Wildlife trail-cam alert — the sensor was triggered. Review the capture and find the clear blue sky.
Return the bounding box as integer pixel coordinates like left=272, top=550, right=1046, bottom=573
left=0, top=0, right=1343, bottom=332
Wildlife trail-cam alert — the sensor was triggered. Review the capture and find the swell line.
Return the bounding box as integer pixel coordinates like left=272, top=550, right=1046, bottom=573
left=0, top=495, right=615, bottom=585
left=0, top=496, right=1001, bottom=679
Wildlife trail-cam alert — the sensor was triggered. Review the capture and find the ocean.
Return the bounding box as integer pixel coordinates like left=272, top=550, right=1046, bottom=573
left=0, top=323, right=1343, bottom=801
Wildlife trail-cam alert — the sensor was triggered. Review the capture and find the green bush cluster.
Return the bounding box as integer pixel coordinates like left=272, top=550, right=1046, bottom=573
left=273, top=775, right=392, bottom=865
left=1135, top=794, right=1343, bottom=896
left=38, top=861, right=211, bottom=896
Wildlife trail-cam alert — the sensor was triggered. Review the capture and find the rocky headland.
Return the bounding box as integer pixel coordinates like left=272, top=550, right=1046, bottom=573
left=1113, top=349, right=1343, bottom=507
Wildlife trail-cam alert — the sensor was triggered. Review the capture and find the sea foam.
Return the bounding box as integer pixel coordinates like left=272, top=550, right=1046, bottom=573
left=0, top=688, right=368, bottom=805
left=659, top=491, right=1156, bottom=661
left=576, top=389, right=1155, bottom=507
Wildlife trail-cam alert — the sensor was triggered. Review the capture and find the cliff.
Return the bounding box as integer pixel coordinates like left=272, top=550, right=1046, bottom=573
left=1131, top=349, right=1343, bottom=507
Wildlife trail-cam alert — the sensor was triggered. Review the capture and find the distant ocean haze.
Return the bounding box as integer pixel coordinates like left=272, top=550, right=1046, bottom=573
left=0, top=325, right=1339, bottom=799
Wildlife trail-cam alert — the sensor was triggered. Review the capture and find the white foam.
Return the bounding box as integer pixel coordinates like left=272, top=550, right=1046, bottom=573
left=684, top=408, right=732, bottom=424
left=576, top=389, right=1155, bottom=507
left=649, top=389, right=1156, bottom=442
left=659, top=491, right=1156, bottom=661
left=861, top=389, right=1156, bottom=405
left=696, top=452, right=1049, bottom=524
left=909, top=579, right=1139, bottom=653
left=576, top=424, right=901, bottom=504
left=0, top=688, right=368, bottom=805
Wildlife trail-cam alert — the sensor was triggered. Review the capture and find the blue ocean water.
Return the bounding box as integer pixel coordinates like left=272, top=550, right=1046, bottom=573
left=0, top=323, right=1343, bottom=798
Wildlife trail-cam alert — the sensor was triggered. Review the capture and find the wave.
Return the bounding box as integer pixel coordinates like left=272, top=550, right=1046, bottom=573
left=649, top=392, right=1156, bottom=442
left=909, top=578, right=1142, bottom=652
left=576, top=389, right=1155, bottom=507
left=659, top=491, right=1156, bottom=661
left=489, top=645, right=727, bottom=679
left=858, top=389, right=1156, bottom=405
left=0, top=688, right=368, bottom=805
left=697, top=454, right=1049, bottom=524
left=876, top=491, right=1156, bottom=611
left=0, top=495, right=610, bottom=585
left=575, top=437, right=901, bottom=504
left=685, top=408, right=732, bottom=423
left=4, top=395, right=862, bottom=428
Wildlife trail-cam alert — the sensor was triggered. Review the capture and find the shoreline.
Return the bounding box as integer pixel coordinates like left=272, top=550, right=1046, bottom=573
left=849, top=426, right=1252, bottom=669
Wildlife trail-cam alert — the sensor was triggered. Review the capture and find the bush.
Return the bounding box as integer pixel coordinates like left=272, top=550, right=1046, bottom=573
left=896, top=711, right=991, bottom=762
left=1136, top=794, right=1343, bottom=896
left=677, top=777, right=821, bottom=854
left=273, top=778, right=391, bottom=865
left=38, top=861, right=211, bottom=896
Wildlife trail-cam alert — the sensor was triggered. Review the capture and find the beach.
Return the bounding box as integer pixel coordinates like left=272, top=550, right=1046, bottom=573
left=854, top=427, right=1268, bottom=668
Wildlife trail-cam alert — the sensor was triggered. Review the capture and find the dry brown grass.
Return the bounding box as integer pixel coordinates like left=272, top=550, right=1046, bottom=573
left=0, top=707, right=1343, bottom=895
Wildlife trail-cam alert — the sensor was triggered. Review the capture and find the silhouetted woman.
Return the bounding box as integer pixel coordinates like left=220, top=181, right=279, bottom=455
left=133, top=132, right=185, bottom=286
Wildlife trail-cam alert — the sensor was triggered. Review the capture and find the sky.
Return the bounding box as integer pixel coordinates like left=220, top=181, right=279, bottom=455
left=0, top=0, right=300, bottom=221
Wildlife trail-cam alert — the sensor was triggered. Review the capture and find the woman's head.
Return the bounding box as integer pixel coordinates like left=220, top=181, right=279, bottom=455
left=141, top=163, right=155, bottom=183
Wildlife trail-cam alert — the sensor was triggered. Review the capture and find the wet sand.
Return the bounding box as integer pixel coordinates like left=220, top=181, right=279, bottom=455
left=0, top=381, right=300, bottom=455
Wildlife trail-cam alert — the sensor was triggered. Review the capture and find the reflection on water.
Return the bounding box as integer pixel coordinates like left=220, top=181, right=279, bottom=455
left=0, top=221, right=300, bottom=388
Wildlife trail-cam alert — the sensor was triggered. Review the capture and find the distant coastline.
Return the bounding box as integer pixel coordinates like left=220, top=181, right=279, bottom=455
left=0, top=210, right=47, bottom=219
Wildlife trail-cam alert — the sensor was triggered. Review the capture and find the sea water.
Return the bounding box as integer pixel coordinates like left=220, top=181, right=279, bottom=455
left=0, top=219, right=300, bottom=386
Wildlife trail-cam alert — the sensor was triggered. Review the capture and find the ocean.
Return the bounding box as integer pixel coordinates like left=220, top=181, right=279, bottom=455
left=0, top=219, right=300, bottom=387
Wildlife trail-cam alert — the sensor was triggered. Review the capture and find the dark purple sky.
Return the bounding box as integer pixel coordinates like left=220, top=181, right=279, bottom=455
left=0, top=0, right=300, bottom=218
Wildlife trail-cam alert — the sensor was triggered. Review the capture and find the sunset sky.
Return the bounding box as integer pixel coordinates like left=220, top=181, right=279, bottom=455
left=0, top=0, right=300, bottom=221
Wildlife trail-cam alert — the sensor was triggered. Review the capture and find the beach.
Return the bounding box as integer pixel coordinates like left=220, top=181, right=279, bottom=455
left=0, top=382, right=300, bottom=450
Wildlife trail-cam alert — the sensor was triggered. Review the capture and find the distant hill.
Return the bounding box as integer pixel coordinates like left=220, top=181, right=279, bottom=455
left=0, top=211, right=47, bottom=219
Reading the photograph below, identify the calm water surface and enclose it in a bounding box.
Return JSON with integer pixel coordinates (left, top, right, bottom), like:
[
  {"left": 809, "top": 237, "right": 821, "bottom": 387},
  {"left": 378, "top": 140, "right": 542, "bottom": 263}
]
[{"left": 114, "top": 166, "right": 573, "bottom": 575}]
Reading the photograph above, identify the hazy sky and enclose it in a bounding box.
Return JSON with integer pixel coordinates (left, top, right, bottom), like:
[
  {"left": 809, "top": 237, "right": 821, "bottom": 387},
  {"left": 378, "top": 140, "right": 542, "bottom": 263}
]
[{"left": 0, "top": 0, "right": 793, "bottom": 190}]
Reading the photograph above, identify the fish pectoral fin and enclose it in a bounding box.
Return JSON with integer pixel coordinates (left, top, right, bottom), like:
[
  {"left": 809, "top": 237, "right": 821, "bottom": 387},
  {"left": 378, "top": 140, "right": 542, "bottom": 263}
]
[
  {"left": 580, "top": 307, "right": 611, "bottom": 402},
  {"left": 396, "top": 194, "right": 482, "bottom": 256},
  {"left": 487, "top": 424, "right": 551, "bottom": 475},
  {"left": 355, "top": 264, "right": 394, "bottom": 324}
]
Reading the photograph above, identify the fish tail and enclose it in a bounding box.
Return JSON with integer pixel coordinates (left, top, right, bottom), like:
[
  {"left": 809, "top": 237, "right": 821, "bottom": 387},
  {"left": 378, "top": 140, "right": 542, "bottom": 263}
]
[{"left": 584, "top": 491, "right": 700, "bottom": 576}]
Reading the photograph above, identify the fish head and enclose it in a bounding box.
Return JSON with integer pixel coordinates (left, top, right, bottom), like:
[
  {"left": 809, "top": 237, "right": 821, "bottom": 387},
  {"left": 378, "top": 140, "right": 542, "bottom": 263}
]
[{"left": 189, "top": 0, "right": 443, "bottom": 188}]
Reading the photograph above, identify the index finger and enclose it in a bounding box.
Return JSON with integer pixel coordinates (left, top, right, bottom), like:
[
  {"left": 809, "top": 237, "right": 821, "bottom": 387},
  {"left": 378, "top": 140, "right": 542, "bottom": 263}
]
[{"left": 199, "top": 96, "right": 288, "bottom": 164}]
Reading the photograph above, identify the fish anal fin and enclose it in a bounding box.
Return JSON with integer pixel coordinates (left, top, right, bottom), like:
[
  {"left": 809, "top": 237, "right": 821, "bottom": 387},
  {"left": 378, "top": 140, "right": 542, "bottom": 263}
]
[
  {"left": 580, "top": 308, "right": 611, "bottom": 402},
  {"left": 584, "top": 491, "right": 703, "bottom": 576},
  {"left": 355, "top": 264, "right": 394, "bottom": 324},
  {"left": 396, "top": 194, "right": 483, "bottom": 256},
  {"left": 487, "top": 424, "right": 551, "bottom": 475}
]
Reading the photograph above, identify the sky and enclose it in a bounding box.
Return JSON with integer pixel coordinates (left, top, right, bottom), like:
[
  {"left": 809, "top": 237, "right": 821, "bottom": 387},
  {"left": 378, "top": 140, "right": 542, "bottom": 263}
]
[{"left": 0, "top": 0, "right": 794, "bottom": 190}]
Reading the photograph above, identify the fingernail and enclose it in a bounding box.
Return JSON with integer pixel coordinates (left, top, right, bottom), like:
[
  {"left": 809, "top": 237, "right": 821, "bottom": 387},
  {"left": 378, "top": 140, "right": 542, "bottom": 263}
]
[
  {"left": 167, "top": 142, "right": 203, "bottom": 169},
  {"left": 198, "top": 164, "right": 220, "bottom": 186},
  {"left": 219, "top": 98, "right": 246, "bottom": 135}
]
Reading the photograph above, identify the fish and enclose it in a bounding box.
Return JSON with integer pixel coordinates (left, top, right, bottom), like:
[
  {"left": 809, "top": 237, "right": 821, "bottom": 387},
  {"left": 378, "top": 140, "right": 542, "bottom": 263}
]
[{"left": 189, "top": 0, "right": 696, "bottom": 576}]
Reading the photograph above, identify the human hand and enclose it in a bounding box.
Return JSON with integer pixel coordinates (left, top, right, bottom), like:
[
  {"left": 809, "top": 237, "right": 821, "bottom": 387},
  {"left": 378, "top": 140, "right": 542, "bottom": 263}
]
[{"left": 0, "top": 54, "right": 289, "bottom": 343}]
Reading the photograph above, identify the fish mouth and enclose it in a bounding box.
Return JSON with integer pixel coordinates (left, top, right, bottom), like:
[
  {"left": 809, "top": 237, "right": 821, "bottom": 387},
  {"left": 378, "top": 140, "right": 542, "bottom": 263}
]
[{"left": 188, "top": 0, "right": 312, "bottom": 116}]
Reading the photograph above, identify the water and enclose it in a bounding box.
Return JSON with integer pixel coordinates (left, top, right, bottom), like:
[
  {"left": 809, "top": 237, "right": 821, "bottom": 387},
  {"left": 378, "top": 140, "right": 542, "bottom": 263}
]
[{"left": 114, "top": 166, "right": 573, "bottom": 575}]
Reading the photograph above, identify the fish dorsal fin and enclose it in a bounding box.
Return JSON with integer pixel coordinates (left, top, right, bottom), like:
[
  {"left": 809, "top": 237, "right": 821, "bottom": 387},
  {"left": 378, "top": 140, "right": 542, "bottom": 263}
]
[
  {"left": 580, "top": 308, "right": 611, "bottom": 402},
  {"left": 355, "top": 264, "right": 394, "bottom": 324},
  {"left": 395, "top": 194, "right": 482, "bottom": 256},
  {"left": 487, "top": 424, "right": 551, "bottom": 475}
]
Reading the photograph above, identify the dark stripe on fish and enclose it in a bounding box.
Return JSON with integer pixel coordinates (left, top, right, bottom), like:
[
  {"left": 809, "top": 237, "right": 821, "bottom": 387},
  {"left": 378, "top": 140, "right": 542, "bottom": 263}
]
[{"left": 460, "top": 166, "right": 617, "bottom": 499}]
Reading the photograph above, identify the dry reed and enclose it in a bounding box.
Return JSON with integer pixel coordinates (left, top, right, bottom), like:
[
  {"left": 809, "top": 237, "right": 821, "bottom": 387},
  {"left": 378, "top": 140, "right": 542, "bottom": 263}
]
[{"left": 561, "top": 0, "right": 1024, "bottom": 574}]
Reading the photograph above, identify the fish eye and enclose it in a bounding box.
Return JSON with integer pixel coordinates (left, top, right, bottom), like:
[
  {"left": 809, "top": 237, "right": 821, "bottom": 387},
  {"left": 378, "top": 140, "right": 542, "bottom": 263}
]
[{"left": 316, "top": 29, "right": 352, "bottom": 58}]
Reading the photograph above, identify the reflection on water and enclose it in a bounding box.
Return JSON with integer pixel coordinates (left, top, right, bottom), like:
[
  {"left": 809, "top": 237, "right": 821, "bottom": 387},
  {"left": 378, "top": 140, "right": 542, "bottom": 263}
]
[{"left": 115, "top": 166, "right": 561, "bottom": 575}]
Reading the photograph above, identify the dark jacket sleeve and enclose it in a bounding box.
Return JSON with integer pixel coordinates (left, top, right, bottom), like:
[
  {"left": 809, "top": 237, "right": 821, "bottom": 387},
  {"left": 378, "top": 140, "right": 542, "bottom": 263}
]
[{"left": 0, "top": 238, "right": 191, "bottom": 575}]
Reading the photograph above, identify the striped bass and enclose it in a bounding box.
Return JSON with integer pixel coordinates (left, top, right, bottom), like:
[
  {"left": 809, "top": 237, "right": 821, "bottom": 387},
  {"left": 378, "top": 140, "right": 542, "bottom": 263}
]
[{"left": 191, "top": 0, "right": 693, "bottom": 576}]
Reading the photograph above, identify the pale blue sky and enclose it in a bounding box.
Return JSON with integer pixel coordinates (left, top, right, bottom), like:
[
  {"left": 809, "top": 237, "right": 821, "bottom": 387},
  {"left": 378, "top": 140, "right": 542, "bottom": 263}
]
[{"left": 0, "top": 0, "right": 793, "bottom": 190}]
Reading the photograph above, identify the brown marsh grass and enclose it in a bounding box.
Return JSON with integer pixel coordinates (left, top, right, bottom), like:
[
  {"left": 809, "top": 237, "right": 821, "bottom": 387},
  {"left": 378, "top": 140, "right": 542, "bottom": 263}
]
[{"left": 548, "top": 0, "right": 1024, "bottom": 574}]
-- -- --
Take the lines from the very first one through the line that contains "left=0, top=323, right=1343, bottom=801", and lay them out as a two-column CSV with the headers text and answer. Give one row for each text together with its answer, putting each in a single quoted field with its line breaks turned into spaces.

Finished exercise:
text,answer
"Wildlife trail-cam alert — the sensor was triggered. Review the capture and find the clear blue sky. Return the bounding box as integer pixel coordinates like left=272, top=550, right=1046, bottom=573","left=0, top=0, right=1343, bottom=332"
"Wildlife trail-cam alert — the sensor was triggered. Review the capture and find the swell line. Return the bounding box as integer pixel coordinates like left=272, top=550, right=1046, bottom=573","left=0, top=495, right=615, bottom=585 left=0, top=496, right=1001, bottom=679"
"Wildlife trail-cam alert — the sensor was triggered. Review the capture and find the ocean. Return the bounding box as integer pixel coordinates like left=272, top=550, right=1046, bottom=573","left=0, top=323, right=1343, bottom=801"